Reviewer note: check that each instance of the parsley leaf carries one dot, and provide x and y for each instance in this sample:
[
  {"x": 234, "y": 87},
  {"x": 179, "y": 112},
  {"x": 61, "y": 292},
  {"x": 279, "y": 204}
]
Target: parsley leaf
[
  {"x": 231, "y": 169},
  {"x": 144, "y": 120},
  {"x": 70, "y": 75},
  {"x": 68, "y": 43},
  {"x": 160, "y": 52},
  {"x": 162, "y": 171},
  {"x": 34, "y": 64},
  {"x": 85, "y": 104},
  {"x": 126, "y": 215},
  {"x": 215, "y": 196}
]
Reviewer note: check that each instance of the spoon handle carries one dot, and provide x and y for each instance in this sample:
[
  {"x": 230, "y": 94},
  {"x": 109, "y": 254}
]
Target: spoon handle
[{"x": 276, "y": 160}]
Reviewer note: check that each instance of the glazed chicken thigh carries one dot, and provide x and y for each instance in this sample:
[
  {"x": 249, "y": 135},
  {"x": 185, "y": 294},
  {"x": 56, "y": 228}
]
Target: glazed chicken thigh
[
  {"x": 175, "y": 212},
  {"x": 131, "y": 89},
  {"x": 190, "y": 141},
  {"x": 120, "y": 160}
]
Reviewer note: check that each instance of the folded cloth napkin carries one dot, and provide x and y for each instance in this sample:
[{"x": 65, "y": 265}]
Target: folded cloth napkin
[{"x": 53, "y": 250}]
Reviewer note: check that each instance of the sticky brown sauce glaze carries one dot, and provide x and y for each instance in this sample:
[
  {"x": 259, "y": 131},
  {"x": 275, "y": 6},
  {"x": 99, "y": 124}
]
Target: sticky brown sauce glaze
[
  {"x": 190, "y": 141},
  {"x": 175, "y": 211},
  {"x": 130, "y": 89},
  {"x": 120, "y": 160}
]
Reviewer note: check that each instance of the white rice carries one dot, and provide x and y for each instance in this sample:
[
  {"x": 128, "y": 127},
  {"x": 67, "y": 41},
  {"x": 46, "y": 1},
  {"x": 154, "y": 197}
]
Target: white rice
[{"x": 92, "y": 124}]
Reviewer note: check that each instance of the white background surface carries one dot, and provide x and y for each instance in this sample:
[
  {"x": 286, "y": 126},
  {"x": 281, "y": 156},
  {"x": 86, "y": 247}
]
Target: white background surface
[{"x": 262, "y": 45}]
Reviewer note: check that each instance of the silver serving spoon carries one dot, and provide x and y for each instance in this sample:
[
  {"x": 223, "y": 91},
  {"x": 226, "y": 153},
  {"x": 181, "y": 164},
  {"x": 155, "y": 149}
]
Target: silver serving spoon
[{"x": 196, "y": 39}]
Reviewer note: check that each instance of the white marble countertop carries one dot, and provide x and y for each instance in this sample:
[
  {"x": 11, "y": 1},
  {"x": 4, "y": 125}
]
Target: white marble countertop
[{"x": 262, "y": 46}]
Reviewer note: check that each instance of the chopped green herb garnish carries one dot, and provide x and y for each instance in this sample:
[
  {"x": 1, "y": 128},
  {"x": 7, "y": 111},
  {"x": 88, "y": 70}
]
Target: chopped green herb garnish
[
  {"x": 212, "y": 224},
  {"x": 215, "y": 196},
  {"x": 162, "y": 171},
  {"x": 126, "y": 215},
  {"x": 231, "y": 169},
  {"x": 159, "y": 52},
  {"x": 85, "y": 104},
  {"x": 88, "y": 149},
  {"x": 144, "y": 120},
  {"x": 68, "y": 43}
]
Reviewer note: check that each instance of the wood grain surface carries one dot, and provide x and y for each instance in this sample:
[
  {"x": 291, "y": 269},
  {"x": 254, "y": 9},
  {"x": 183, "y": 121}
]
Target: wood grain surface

TASK DESCRIPTION: Copy only the stretch running from the line containing "Reviewer note: check that each instance of the white rice" to the final line of the entries, both ends included, exactly as it stands.

CORRECT RESULT:
Reviewer note: check that each instance of the white rice carries one dot, and provide x and y for each instance in this sample:
[
  {"x": 128, "y": 127},
  {"x": 67, "y": 41},
  {"x": 46, "y": 1},
  {"x": 154, "y": 197}
]
Target: white rice
[{"x": 92, "y": 124}]
Reviewer note: check that each instance of the white background surface carries one dot, and provide x and y for each instance in this sample:
[
  {"x": 286, "y": 126},
  {"x": 281, "y": 156},
  {"x": 86, "y": 247}
]
Target: white background surface
[{"x": 262, "y": 45}]
Reviewer note: check that each instance of the silver serving spoon carries one dot, and provide x and y for each instance in this sample:
[
  {"x": 223, "y": 91},
  {"x": 226, "y": 153},
  {"x": 181, "y": 164},
  {"x": 155, "y": 149}
]
Target: silver serving spoon
[{"x": 196, "y": 39}]
Reviewer note: check that each instance of the white marble countertop carries one dot, and provide x and y for each instance in this sample:
[
  {"x": 11, "y": 1},
  {"x": 4, "y": 125}
]
Target: white marble countertop
[{"x": 262, "y": 46}]
Reviewer note: check that each instance of the chopped green herb garnish carries one dot, and provide x and y for each instance in this sample:
[
  {"x": 1, "y": 128},
  {"x": 7, "y": 111},
  {"x": 88, "y": 70}
]
Target: chopped green herb garnish
[
  {"x": 212, "y": 224},
  {"x": 215, "y": 196},
  {"x": 162, "y": 171},
  {"x": 126, "y": 215},
  {"x": 231, "y": 169},
  {"x": 159, "y": 52},
  {"x": 85, "y": 104},
  {"x": 88, "y": 149},
  {"x": 144, "y": 120},
  {"x": 68, "y": 43}
]
Reviewer note: check that each instance of the wood grain surface carries one dot, and provide x and y for each instance in this sample:
[
  {"x": 291, "y": 269},
  {"x": 254, "y": 9},
  {"x": 183, "y": 121}
]
Target: wood grain surface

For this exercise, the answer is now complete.